### Extrait du document

D'entrée, il déclare : « Pourquoi le taire, puisque vous aimez l'authenticité ? Depuis la Deuxième Guerre mondiale, l'Église qui est en France traverse, comme d'autres, une crise profonde, et manifeste dans cette mutation une certaine fatigue spirituelle. » Il ajoute qu'il ne faut pas « laisser pour compte la masse des fidèles » quand on se préoccupe de « rejoindre le monde des travailleurs et des pauvres », qu'il faut rénover paroisses, séminaires et couvents plutôt que les supprimer. Il dénonce « un esprit critique d'avant-garde, même dans des revues catholiques, ou d'origine chrétienne ». Enfin, il dit son « étonnement douloureux » devant un certain nombre de réalités : problème des vocations, « liturgies inadmissibles », « apathie spirituelle » de prêtres, « évolution surprenante de tel ou tel mouvement d'Action catholique », et ainsi de suite.

De tels propos font évidemment grand bruit. La presse parle de « semonce », « mise en garde », « remontrances », « sévère rappel à l'ordre ». Les évêques et une partie des journaux catholiques répondent qu'il n'en est rien, que le pape a repris en fait les rapports que les évêques eux-mêmes lui avaient adressés, et que le mot « bilan » conviendrait mieux pour qualifier son discours.

Mais il ne fait pas de doute que Paul VI est très préoccupé par la situation de l'Église de France depuis que s'est déclenchée ce qu'on appelle l'affaire Lefebvre.

France

Le dimanche 26 février 1978, le Te Deum est chanté dans l'église Saint-Nicolas-du-Chardonnet à Paris. Ceux qui l'occupent célèbrent ainsi le premier anniversaire de leur prise de possession du bâtiment. Dans le même temps, les paroissiens habituels de Saint-Nicolas, réduits à se réunir dans des locaux de fortune, annoncent qu'ils se sont constitués en Association de défense et protestent contre l'inexécution des décisions de justice : le 13 juillet 1977, la cour d'appel de Paris avait ordonné l'évacuation de l'église avant le 31 août. Le 22 février 1978, le cardinal François Marty constate avec quelque amertume lors d'un déjeuner de presse : « En 1965, je ne pensais pas que les portes d'une église paroissiale de Paris seraient fermées à son archevêque. Je ne croyais pas à la crise intégriste. L'unanimité des évêques du monde entier était telle qu'on ne pouvait envisager une contestation organisée. » Il ajoute : « Je persiste à croire que c'est là une péripétie. Péripétie douloureuse pour la France surtout, car la crise n'est pas mondiale (...). Il appartient aux pouvoirs publics de faire leur devoir. Il nous appartient à nous de tendre la main de la communion dans la foi. »

### Tâche énoncée
Dans l'extrait sur la crise de l'Église de France, avant quelle date la cour d'appel de Paris avait-elle ordonné l'évacuation de l'église Saint-Nicolas-du-Chardonnet ?

### Entrées extraites
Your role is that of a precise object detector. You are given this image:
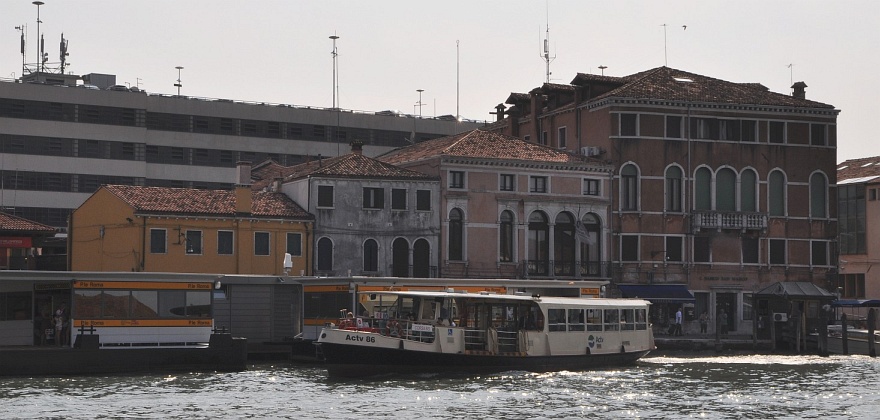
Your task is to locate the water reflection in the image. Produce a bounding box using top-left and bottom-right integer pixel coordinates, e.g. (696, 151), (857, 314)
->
(0, 356), (880, 419)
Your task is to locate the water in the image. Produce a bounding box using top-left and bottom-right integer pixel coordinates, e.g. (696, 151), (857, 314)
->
(0, 355), (880, 420)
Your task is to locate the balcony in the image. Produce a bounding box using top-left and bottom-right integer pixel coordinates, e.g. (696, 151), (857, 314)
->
(692, 211), (767, 232)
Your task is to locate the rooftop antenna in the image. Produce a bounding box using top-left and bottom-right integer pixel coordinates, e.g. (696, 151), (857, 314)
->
(542, 2), (556, 83)
(32, 1), (46, 73)
(15, 24), (27, 76)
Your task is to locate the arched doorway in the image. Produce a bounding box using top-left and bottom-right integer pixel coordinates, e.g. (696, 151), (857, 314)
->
(391, 238), (409, 277)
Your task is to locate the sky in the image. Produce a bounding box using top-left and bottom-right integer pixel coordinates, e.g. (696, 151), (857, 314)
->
(0, 0), (880, 162)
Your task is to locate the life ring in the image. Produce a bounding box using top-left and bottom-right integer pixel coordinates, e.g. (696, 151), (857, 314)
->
(385, 319), (403, 337)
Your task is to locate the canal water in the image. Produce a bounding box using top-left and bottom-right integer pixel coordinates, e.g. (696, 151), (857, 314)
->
(0, 355), (880, 420)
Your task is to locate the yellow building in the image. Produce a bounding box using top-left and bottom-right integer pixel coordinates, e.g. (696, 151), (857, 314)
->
(68, 185), (314, 275)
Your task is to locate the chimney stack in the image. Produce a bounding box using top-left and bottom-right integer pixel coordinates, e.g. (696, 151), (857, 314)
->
(791, 82), (807, 99)
(235, 162), (253, 214)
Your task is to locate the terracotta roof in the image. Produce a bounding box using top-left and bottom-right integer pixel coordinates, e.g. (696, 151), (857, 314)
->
(378, 129), (598, 164)
(103, 185), (312, 219)
(268, 153), (436, 180)
(592, 67), (834, 109)
(837, 156), (880, 184)
(0, 213), (57, 233)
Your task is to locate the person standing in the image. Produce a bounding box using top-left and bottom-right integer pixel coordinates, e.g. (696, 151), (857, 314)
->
(675, 308), (681, 335)
(700, 311), (709, 334)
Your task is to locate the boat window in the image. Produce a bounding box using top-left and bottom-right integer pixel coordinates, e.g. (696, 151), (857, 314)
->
(568, 309), (584, 331)
(547, 309), (565, 331)
(605, 309), (620, 331)
(586, 309), (602, 331)
(620, 309), (636, 331)
(636, 309), (648, 330)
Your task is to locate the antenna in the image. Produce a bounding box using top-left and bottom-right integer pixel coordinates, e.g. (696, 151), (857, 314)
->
(542, 1), (556, 83)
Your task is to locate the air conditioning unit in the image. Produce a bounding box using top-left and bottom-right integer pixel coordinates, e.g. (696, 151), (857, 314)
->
(581, 146), (602, 156)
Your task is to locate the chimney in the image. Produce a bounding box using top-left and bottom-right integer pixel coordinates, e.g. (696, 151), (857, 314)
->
(235, 162), (253, 214)
(350, 140), (364, 155)
(791, 82), (807, 99)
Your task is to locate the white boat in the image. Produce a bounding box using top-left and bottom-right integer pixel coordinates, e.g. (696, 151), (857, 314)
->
(317, 290), (655, 377)
(828, 325), (880, 355)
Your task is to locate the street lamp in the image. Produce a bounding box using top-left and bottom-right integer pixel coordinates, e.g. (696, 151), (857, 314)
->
(174, 66), (183, 96)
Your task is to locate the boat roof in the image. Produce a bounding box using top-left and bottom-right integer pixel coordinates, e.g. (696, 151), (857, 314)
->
(358, 290), (650, 306)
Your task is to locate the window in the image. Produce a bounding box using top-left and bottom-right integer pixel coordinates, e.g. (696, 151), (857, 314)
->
(666, 166), (682, 212)
(810, 124), (828, 146)
(364, 239), (379, 271)
(583, 179), (599, 195)
(318, 185), (333, 207)
(666, 115), (682, 139)
(150, 229), (168, 254)
(768, 171), (785, 216)
(810, 241), (828, 265)
(318, 238), (333, 271)
(391, 188), (406, 210)
(416, 190), (431, 211)
(739, 169), (758, 212)
(742, 238), (760, 264)
(620, 114), (639, 136)
(449, 209), (464, 261)
(529, 176), (547, 193)
(217, 230), (233, 255)
(364, 187), (385, 209)
(810, 172), (828, 218)
(770, 239), (786, 265)
(254, 232), (269, 256)
(620, 235), (639, 261)
(284, 232), (302, 257)
(620, 165), (639, 211)
(767, 121), (785, 144)
(694, 236), (712, 262)
(498, 210), (513, 262)
(498, 174), (516, 191)
(186, 230), (202, 255)
(666, 236), (684, 262)
(449, 171), (464, 189)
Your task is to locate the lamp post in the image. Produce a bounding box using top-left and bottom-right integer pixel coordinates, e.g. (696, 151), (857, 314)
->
(174, 66), (183, 96)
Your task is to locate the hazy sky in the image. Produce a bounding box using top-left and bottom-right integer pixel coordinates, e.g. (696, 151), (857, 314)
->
(0, 0), (880, 161)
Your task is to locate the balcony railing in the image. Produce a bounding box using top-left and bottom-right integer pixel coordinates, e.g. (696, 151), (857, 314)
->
(693, 211), (767, 231)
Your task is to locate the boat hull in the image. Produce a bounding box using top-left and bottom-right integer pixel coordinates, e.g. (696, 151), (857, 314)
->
(317, 343), (649, 377)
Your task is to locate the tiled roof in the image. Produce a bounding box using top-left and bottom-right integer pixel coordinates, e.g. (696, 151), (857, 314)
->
(0, 213), (56, 233)
(592, 67), (834, 109)
(268, 153), (435, 180)
(103, 185), (312, 219)
(837, 156), (880, 183)
(378, 129), (598, 164)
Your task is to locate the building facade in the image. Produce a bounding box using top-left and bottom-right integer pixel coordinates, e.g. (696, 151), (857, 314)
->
(378, 130), (611, 279)
(490, 67), (838, 332)
(68, 177), (313, 275)
(254, 141), (439, 277)
(0, 73), (482, 231)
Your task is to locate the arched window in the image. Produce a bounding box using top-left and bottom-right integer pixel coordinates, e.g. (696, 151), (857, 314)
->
(449, 208), (464, 261)
(666, 166), (682, 212)
(364, 239), (379, 271)
(739, 169), (758, 212)
(810, 172), (828, 218)
(529, 211), (550, 275)
(318, 238), (333, 271)
(694, 167), (712, 210)
(581, 213), (602, 276)
(553, 212), (575, 276)
(498, 210), (513, 262)
(768, 171), (785, 216)
(715, 168), (736, 211)
(620, 164), (639, 210)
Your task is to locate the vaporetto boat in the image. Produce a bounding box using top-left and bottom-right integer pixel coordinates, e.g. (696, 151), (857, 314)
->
(316, 290), (655, 377)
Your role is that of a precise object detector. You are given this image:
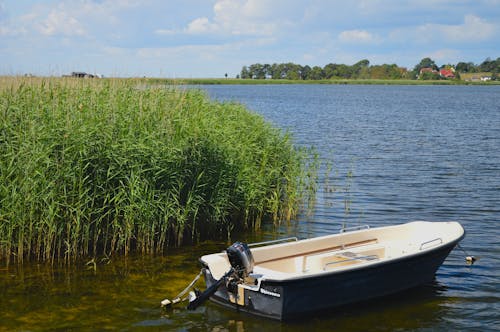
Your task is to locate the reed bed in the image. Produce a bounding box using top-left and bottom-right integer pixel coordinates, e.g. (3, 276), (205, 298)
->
(0, 78), (315, 264)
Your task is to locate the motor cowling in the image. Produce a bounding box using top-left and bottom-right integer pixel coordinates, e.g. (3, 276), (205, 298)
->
(226, 242), (254, 279)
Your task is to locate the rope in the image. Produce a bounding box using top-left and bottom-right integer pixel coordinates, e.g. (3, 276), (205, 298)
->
(161, 269), (203, 307)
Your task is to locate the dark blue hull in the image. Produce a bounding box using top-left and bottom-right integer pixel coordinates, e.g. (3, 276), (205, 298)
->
(205, 241), (458, 320)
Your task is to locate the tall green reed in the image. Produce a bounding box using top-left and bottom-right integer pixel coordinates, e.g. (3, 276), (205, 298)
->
(0, 78), (315, 264)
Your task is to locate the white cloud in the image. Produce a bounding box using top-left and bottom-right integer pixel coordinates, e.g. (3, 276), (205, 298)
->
(38, 10), (86, 36)
(339, 30), (381, 44)
(185, 0), (290, 36)
(186, 17), (219, 34)
(390, 14), (500, 43)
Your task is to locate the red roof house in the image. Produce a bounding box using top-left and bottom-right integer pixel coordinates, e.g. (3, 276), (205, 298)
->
(439, 68), (455, 78)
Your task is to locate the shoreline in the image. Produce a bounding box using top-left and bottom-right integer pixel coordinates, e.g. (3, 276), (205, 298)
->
(142, 78), (500, 86)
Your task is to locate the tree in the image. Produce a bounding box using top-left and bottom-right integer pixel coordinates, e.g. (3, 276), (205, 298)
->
(240, 66), (251, 78)
(309, 66), (325, 80)
(455, 62), (477, 73)
(413, 58), (438, 73)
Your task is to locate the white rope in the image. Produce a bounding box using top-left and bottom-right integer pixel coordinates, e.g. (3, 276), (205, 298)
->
(161, 269), (203, 307)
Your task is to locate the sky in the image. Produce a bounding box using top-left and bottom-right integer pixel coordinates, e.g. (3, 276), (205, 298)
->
(0, 0), (500, 78)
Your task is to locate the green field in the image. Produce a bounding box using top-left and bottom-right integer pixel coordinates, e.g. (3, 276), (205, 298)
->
(145, 78), (500, 85)
(0, 77), (315, 264)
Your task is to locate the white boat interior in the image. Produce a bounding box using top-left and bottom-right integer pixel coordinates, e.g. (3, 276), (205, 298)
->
(201, 221), (464, 280)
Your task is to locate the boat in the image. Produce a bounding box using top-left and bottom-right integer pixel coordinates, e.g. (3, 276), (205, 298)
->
(188, 221), (465, 321)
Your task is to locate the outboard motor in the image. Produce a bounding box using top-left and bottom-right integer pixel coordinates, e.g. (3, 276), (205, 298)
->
(226, 242), (254, 279)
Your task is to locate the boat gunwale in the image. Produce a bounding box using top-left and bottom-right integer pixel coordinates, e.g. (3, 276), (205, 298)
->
(200, 221), (465, 283)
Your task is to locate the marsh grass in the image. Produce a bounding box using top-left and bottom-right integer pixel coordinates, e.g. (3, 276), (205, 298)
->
(0, 77), (316, 264)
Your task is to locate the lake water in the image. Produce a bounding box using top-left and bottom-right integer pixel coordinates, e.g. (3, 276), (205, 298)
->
(0, 85), (500, 332)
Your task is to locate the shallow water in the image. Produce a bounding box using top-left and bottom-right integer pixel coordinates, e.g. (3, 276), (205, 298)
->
(0, 85), (500, 332)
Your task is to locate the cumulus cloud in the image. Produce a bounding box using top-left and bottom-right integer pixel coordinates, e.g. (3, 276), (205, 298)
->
(38, 10), (86, 36)
(391, 14), (500, 43)
(185, 0), (290, 36)
(339, 30), (380, 44)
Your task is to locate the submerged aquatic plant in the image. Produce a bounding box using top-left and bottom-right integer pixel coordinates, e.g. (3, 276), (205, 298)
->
(0, 78), (315, 264)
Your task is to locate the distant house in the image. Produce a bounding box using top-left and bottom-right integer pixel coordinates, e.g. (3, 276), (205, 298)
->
(439, 68), (455, 79)
(417, 67), (439, 78)
(63, 71), (99, 78)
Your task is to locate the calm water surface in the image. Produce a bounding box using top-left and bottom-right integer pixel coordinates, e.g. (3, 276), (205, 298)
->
(0, 85), (500, 331)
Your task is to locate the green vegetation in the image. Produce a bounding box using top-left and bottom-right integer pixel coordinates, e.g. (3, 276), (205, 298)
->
(238, 58), (500, 81)
(0, 78), (315, 264)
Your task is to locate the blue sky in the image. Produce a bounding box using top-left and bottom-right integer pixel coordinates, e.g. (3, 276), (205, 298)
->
(0, 0), (500, 77)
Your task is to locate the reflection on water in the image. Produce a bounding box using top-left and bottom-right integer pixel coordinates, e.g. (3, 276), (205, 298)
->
(0, 85), (500, 332)
(0, 242), (468, 332)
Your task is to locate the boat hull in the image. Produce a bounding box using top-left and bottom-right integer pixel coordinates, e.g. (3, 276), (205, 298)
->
(204, 240), (459, 320)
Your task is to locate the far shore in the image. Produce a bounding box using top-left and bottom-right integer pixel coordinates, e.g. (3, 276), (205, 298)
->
(0, 75), (500, 85)
(145, 78), (500, 85)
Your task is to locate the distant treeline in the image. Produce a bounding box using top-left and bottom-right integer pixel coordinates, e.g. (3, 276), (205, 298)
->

### Réponse complète
Avant le 31 août.